──────── Document text
Dietary Iron Bioavailability. To estimate the total iron requirement for lactation, iron secreted in milk and basal iron loss must be added by means of simulated distribution. The resultant distribution of iron needs, and assuming 18 percent absorption, results in the EARs and RDAs listed below.
Estimation of the Variability of Requirements. The variability of requirement was based on basal needs modeled as described for nonpregnant, nonlactating women and milk secretion modeled from the above distribution. Large breast-feeding studies suggest CVs between 10 and 40 percent (Dewey and Lonnerdal, 1983; Vaughan et al., 1979). A CV of 30 percent was adopted and iron concentration of mature human milk, for the purpose of modeling, is taken as 0.35 mg/L assuming normality with a CV of 33 percent.
| EAR for Lactation | |
| 14–18 years | 7 mg/day of iron |
| 19–30 years | 6.5 mg/day of iron |
| 31–50 years | 6.5 mg/day of iron |
The RDA for iron is set by determining the estimate of requirements at the ninety-seven and one-half percentile.
| RDA for Lactation | |
| 14–18 years | 10 mg/day of iron |
| 19–30 years | 9 mg/day of iron |
| 31–50 years | 9 mg/day of iron |
It has been reported that approximately 17 percent of women in the United States use oral contraceptives (Abma et al., 1997), which are known to reduce menstrual blood loss. Although many studies have documented lower menstrual blood losses among women using oral contraceptives, only one study actually allowed estimation of the magnitude of reduction, compared to expected loss. A reanalysis of data from that study (Nilsson and Solvell, 1967) suggested that a reasonable estimate of effect would be the equivalent of a 60 percent reduction from expected loss. Therefore, the requirement at the fiftieth and ninety-seven and one-half percentile for adolescent girls taking oral contraceptives is 6.9 and 11.4 mg/day, respectively and 6.4 and 10.9 mg/day for premenopausal women (see Appendix Table I-4).
────────────────
──────── Material provided
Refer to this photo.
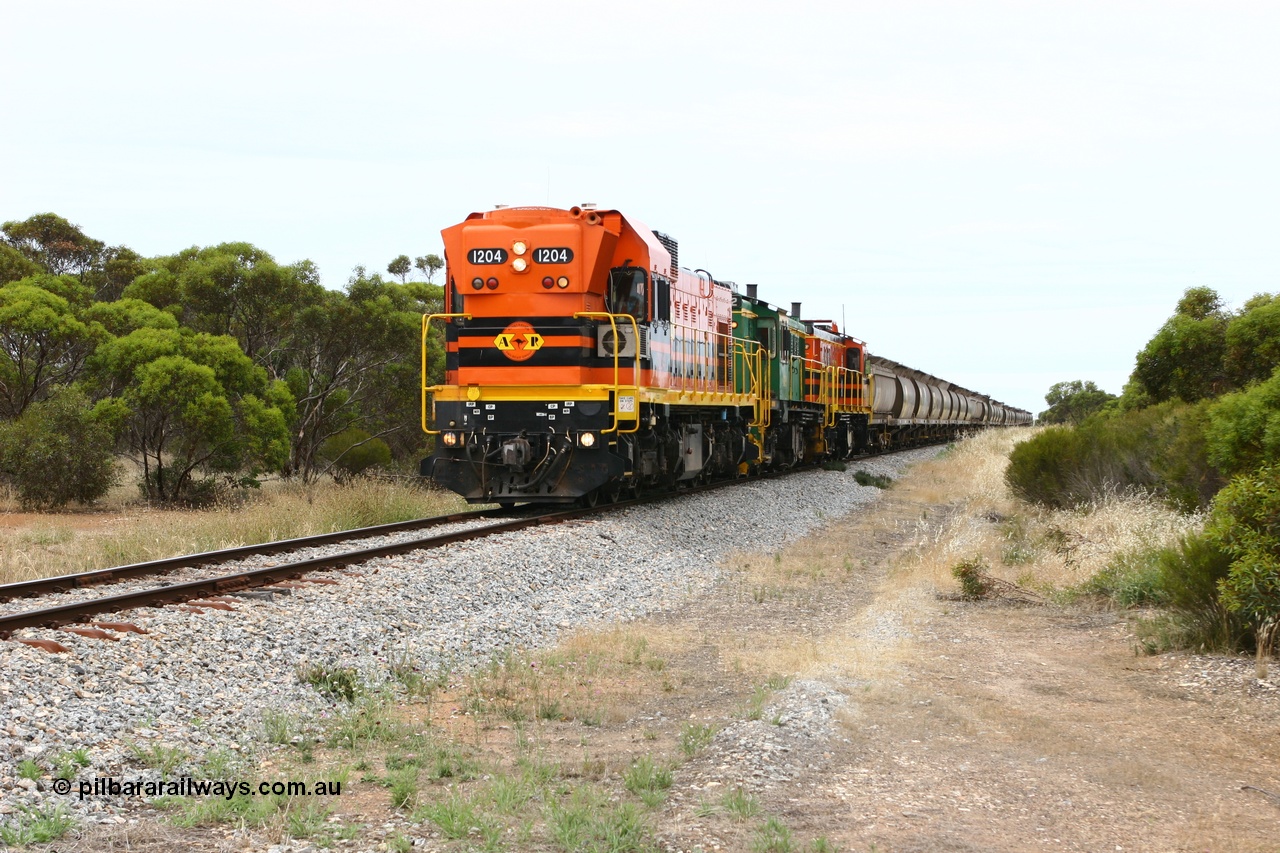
────────────────
● **Your objective**:
Resume the passage on dietary iron requirements, writing on from its final sentence.

● **Solved exercise**:
Hormone replacement therapy (HRT), which provides estrogen and progesterone, is commonly practiced by postmenopausal women. Some uterine bleeding can occur in some women during HRT, especially during the first year of therapy (Archer et al., 1999; MacLennan et al., 1993; Oosterbaan et al., 1995). Therefore, women on HRT who continue to menstruate may have higher iron requirements than postmenopausal women who are not on HRT.
As previously discussed, iron is more bioavailable from meat than from plant-derived foods. Meat and fish also enhance the absorption of nonheme iron. Therefore, nonheme iron absorption is lower for those consuming vegetarian diets than for those eating nonvegetarian diets (Hunt and Roughead, 1999). Serum ferritin concentrations have been observed to be markedly lower in vegetarian men, women, and children than in those consuming a nonvegetarian diet (Alexander et al., 1994; Dwyer et al., 1982; Shaw et al., 1995). For these reasons, individuals who typically consume vegetarian diets may have difficulty consuming adequate intakes of bioavailable iron to meet the EAR. Cook and coworkers (1991) compared iron bioavailability from single meals with that of a diet consumed over a 2-week period. There was a 4.4-fold difference between maximally enhancing and maximally inhibiting single meals, but the difference was only two-fold when measured over the 2-week period. It is therefore estimated that the bioavailability of iron from a vegetarian diet is approximately 10 percent, rather than the 18 percent from a mixed Western diet. Hence the requirement for iron is 1.8 times higher for vegetarians. It is important to emphasize that lower bioavailability diets (approaching 5 percent overall absorption) may be encountered with very strict vegetarianism and in some developing countries where access to a variety of foods is limited.
Intestinal parasites infect approximately 1 billion of the world's population. Some of the parasites, particularly hookworm, cause significant intestinal blood loss. These infections are prevalent in developing countries where the intake of bioavailable iron is often inadequate. When possible, the primary intervention should be elimination of the parasitic infection. In addition, an adequate intake of bioavailable dietary iron may be necessary to treat iron deficiency. When bioavailable dietary iron is not available, supplemental iron may be needed. Various regimens are provided for such groups at risk of iron deficiency anemia (Stoltzfus and Dreyfuss, 1998; WHO/ UNICEF/UNU, 1998).
An annual donation of 0.5 L of blood is equivalent to between 200 and 250 mg of iron, which represents approximately 0.6 to 0.7 mg/day. Blood donors have lower serum ferritin concentrations than nondonors (Milman and Kirchhoff, 1991a, 1991b). More frequent donations can be problematic, especially for women, resulting in a need for supplemental iron (Garry et al., 1995).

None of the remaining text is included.